[Stored records]
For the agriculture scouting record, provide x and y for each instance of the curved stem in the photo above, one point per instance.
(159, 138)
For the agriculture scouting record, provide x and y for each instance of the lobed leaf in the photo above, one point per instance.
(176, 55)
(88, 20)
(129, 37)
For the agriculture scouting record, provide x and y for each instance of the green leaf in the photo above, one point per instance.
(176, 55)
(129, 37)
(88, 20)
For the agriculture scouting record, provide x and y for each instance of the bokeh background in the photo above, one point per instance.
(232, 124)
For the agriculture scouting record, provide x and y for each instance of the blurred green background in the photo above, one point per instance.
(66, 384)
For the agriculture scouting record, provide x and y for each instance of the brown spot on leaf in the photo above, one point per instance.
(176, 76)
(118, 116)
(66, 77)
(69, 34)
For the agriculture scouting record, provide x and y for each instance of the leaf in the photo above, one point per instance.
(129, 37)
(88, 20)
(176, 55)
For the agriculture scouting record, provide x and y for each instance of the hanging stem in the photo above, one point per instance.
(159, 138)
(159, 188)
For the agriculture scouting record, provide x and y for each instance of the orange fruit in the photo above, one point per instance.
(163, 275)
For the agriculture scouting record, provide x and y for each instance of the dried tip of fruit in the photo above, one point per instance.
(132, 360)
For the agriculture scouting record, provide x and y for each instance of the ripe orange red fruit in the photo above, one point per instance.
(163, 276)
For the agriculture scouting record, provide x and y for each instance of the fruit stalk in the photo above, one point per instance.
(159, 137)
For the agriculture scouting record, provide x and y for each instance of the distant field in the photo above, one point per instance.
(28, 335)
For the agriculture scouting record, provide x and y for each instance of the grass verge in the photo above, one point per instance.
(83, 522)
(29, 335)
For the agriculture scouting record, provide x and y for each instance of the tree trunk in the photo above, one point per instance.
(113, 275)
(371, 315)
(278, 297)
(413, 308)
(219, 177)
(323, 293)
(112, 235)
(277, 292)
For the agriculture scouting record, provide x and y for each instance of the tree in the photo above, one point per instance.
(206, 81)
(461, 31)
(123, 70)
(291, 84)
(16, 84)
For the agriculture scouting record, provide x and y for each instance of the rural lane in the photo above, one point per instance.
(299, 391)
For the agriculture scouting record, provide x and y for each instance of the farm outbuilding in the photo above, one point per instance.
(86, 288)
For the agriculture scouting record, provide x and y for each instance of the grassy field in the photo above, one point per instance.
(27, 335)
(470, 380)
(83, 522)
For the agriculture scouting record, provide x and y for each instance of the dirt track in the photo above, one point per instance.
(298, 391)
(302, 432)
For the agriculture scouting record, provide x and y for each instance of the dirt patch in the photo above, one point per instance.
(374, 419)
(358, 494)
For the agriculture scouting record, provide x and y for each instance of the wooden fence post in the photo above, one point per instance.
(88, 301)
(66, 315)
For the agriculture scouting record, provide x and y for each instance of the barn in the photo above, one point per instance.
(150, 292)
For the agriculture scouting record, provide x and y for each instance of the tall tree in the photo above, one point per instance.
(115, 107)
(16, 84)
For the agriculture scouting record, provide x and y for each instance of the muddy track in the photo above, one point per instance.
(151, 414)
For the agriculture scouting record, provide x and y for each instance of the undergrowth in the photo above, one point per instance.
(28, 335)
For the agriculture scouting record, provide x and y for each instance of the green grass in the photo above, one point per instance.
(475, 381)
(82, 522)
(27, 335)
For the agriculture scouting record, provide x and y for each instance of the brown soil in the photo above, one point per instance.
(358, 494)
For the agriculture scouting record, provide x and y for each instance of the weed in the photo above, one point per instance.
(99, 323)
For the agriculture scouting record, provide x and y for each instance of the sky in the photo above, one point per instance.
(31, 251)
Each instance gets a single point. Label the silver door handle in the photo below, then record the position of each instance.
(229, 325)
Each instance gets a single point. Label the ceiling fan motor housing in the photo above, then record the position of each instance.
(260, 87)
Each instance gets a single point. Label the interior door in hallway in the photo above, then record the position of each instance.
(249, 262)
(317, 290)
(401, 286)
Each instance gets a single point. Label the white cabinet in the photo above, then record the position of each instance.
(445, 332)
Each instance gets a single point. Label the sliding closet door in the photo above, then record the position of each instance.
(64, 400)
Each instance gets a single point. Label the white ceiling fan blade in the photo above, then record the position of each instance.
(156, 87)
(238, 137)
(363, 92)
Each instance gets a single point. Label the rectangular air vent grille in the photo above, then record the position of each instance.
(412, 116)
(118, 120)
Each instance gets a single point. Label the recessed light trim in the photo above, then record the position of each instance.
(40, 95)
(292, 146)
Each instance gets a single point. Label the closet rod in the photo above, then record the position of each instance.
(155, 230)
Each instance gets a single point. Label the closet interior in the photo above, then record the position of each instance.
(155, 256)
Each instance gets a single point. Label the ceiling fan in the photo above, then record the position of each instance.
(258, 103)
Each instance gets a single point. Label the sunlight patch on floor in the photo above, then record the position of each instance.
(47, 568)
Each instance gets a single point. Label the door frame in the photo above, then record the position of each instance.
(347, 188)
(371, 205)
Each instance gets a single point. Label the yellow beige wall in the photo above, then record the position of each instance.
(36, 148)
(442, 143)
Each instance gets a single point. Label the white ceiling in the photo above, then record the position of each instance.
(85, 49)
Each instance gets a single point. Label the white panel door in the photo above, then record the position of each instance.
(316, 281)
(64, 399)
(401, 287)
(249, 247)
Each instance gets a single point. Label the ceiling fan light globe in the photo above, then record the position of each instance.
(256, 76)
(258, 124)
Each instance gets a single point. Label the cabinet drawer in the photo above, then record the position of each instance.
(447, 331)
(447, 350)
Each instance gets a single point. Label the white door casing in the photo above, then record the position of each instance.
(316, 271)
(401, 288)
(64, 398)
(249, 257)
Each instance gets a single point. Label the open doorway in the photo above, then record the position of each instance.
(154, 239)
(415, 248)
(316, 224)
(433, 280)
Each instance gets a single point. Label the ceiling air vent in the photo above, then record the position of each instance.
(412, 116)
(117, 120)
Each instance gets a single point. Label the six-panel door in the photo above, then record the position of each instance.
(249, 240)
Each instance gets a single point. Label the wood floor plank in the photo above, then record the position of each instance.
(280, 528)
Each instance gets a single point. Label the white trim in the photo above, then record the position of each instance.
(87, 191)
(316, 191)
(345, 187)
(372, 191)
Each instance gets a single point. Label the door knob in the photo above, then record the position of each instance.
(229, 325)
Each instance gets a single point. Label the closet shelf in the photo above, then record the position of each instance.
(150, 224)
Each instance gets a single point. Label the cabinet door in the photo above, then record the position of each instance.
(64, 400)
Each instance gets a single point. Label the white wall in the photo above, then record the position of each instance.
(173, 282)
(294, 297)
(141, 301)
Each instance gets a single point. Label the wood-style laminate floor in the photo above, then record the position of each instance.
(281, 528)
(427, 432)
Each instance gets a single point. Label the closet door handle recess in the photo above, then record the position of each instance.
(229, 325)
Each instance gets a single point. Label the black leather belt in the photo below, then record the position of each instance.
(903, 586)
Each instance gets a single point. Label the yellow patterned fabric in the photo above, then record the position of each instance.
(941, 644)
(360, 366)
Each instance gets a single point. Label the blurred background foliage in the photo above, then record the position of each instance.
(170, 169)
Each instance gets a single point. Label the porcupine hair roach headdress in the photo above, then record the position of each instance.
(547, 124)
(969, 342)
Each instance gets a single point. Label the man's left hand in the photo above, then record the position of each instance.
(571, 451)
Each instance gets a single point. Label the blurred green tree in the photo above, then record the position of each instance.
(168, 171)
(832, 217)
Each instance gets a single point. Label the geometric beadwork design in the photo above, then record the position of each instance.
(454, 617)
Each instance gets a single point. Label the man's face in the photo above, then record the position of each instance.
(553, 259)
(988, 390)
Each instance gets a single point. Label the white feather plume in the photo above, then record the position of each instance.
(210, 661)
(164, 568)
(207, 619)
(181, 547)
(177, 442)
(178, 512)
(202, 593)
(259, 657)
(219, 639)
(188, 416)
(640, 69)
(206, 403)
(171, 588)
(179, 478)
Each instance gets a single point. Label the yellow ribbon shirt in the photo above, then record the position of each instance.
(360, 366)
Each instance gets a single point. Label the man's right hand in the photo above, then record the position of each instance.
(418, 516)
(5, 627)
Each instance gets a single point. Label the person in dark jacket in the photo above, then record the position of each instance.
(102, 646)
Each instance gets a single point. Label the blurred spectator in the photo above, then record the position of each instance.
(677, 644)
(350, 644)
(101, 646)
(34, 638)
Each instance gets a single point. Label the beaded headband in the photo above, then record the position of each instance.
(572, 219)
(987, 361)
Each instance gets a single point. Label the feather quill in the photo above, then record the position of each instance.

▸ WHAT IS NEEDED: Starting at the line that contains "Each instance gets a single point. Label the blurred spectator" and ending at the last line of the data, repeat each line exactly; include nothing else.

▸ OUTPUT OF THE TASK:
Each instance gets a single point. Label the blurred spectator in the photo above, then record the position of each instance.
(677, 644)
(350, 644)
(101, 646)
(34, 638)
Each instance gets a single point. Label the beaded headband in the photo above, then record the position of each instance.
(572, 219)
(987, 361)
Each instance gets a single point. Label the feather quill in the photo above, then record the position of each instance.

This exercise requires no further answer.